»»
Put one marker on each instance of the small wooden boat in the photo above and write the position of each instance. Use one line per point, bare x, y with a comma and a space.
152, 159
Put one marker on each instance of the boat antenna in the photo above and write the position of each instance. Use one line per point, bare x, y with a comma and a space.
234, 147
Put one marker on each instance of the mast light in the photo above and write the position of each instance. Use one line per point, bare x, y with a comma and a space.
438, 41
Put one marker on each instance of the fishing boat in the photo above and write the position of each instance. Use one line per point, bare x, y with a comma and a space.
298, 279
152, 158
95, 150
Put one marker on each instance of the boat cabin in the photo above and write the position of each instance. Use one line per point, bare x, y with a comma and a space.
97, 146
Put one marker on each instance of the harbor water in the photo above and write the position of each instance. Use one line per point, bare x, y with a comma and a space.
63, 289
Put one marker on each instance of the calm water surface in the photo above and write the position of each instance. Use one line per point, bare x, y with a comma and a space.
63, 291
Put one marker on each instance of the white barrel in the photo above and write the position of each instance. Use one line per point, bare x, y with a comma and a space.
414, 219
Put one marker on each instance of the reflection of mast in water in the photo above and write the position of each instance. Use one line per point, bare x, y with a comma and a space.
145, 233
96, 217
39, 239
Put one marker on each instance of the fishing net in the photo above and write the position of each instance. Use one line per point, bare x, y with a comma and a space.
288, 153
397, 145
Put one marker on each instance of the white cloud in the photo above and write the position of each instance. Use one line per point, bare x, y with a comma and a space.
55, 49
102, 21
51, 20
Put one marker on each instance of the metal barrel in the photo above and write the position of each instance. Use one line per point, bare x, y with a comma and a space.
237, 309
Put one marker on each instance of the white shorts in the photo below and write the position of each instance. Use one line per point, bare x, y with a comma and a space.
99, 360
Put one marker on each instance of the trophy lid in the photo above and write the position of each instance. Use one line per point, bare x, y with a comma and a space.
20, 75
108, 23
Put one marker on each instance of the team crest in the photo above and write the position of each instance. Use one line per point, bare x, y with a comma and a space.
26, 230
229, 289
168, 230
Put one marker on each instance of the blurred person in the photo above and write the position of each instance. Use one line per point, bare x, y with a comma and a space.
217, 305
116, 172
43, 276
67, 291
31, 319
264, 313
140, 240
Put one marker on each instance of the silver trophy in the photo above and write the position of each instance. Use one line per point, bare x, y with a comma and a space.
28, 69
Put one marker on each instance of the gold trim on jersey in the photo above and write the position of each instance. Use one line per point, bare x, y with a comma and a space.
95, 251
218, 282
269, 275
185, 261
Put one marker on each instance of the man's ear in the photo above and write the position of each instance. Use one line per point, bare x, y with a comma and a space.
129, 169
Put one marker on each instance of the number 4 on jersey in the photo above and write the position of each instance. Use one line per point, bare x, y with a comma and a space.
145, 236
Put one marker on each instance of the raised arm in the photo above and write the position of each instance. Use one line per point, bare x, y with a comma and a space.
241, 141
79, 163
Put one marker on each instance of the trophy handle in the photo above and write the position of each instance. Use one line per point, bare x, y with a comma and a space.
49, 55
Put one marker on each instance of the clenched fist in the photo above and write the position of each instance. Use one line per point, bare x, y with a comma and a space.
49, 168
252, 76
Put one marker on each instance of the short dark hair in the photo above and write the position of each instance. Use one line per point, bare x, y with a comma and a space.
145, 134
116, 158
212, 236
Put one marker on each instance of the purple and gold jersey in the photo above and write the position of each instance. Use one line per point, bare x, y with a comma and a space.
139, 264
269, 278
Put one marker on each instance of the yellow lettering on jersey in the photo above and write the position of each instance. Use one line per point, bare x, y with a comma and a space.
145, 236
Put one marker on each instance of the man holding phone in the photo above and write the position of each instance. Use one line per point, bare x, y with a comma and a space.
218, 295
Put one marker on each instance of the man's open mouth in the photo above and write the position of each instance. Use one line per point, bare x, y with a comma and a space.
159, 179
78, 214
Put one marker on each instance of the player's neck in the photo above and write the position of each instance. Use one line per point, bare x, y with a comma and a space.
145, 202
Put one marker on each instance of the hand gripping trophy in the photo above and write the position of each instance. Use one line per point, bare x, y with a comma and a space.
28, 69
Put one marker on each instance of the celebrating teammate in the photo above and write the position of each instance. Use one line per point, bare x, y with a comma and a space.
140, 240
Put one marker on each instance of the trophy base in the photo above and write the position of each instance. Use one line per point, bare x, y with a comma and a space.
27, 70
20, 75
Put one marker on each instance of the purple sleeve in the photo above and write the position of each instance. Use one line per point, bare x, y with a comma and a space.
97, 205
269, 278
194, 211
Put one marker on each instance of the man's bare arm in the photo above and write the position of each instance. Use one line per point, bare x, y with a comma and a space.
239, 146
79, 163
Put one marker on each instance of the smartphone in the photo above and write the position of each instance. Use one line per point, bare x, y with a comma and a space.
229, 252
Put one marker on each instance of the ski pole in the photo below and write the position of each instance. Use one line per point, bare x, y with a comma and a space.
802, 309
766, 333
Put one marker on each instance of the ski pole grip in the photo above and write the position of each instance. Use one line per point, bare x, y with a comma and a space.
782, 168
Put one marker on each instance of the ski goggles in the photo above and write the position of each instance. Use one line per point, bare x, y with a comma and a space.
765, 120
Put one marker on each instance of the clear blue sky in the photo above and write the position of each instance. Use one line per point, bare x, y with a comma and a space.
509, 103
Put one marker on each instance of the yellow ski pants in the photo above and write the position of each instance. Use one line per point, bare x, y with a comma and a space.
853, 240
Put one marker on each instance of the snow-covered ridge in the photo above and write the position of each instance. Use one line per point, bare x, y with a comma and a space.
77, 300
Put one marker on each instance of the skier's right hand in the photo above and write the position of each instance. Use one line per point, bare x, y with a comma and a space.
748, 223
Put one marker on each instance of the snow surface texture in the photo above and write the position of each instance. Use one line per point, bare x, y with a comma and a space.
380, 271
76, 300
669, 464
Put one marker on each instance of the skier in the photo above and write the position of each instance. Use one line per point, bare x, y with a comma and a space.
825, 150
««
## Exercise
Print the material once more, exactly.

## Answer to this task
Put one marker on each instance of the small wooden boat in the photo above and write the position of each instance. Use one line per point, bare x, y with a comma and a space.
152, 159
Put one marker on each instance of the boat antenna in the photo above and write the position of each instance. Use one line per point, bare x, y with a comma and a space.
234, 147
Put one marker on each instance of the mast light in the photo above and write the position of each instance. Use one line per point, bare x, y with a comma and a space.
438, 41
Put one marker on each instance of the fishing boat in the photo above and write the position of each instance. Use one line per point, bare x, y with a comma and a space.
298, 279
152, 158
95, 150
Put one marker on each instance of the boat cabin in the photo above and write the position of each instance. Use one line per point, bare x, y with a comma and a space.
97, 146
Put one marker on each instance of the harbor water in the photo above and write the position of each instance. Use one line per point, bare x, y with a comma and a space.
63, 289
Put one marker on each instance of the calm water surface in the photo above and write the position of each instance. Use one line per point, bare x, y with a comma and a space.
63, 291
Put one marker on each instance of the white barrel in the photo above and write the position of each instance. Use one line per point, bare x, y with a comma and a space.
414, 219
Put one marker on each instance of the reflection of mast in water in the photo above and write the position of each instance. Use one line per point, bare x, y with a comma and a space.
145, 233
96, 217
39, 239
Put one marker on each instance of the fishing net in the photo above and write the position of each instance. Use one line per point, bare x, y with a comma and a space.
288, 153
397, 145
Put one marker on each instance of the white cloud in the photo above and write the position of each instance. Use one line per point, bare x, y with a comma and a space.
55, 49
102, 21
51, 20
Put one marker on each instance of the metal barrel in the photo above and write the position of each instance. Use one line per point, bare x, y with a comma and a space.
237, 309
Put one marker on each instance of the white shorts in the photo below and write the position of each instance. Use one line per point, bare x, y with a comma and a space.
99, 360
Put one marker on each instance of the trophy lid in the photo above and write the position of each instance. Use one line per point, bare x, y with a comma and a space.
20, 75
108, 23
Put one marker on each instance of the team crest in the photo above and write the position of each instance. Use one line per point, bare x, y with a comma and a space.
26, 230
229, 289
168, 230
Put one marker on each instance of the blurred person in the photo above and write the position of each instance. Use one line per point, bare x, y with a comma and a space.
217, 305
116, 172
43, 276
67, 291
31, 319
264, 313
140, 240
Put one marker on each instance of the silver trophy in the photo above and write the position of each instance. Use one line per point, bare x, y with a comma and a space.
28, 69
Put one marker on each instance of the gold trim on jersey in the photo above and write the position of each instance. Use one line per point, bare x, y with a comma and a space.
95, 251
218, 282
269, 275
185, 261
Put one marker on each instance of the man's ear in the photo above and write the position of each instance. Use one line per point, bare x, y with a comma and a space.
129, 169
Put one marker on each instance of the number 4 on jersey in the photo above and write the position of each instance. Use one line per point, bare x, y with a comma and a space.
145, 236
Put one marker on each instance of the raised arm in the photo above and write the position of each instance. Use one line per point, bare x, y with a comma and a space.
241, 141
79, 163
Put one marker on each instance of the trophy handle in the photo above and write the position of each instance. Use one line per point, bare x, y with a comma and a space.
49, 55
Put one marker on each instance of the clenched fist in the photo above and write the position of each instance. Use one line per point, bare x, y with a comma and a space.
49, 168
252, 76
Put one marker on each instance of the short dark hair in the photo above and write the position of each instance. Use one line per point, bare x, y with a comma and a space.
145, 134
116, 158
212, 236
Put one marker on each instance of the purple and gold jersey in the photo above and write the position of each instance. Use one line per point, bare x, y with a comma and a space.
139, 264
269, 278
Put one marker on each instance of the yellow lettering on jersey in the photo above and write the position of each instance. Use one line per point, bare x, y with a comma and a space.
145, 236
Put one marker on each instance of the man holding phone in the photo above and write the position of each instance. Use one line per point, bare x, y with a comma and a space.
218, 295
Put one marker on each instance of the man's open mouth in the photo above and write the position of each instance. Use one line per point, bare x, y with a comma and a space.
159, 179
78, 214
Put one marker on each instance of the player's neck in the photo above and write the position of each instance. Use one line per point, bare x, y with a comma and a space.
145, 202
Put one marker on each instance of the hand gripping trophy in the photo above and write the position of each instance. Use one line per point, bare x, y with a comma and a space.
28, 69
Put one marker on each instance of the celebrating teammate in the photo above and write the position of each instance. Use one line per point, bare x, y with a comma and a space.
140, 240
Put one marker on each instance of the trophy base in the photo above and write the position of each instance. Use one line per point, bare x, y with a comma and a space.
27, 70
20, 75
Put one marker on each instance of the purple sleeve in the photo above and write the position of each instance. Use one line per point, bare x, y with a comma and a space.
97, 205
269, 278
194, 211
Put one marker on each instance of the man's bare arm in the photo above and write the position of each instance. Use one line per point, bare x, y with a comma and a space.
239, 146
79, 163
Put one marker on each instance of the smartphone in the photo above and write the position of each instance. Use one line per point, bare x, y with a comma and a space.
229, 252
Put one marker on each instance of the ski pole in the photo below and write the position of each instance. Use one line per point, bare x, y with a comma and a space.
802, 309
766, 333
Put one marker on each instance of the ski pole grip in the photo above and write the position of each instance. Use one line per point, bare x, y with a comma and a space.
782, 168
Put one marker on each instance of the ski goggles in the photo above and write the position of each instance. Use one line per point, bare x, y with a comma and a space.
765, 120
Put one marker on each instance of the clear blue sky in the photo above and write the position of each instance. Use one line per point, bare x, y with a comma and a space.
509, 103
Put one marker on each instance of the yellow ski pants in the photo above and write the position of each instance. Use one line per point, bare x, y with a comma and a space.
853, 240
Put one marker on each instance of the snow-covered ridge in the photo above and write the position of each instance. Use one line per point, bare x, y with a comma and a space.
77, 300
Put one marker on each instance of the skier's right hand in the photo above and write the position of each instance. Use one line per point, bare x, y with a comma and a space.
748, 223
Put one marker on each instance of the snow surface texture in the photo above and write the position of each instance. Use one line per point, bare x, y with a comma and a space.
380, 271
76, 300
669, 464
Put one marker on each instance of the skier in the photo above and write the position of each instance. Use one line per point, bare x, y with a comma and a space.
825, 150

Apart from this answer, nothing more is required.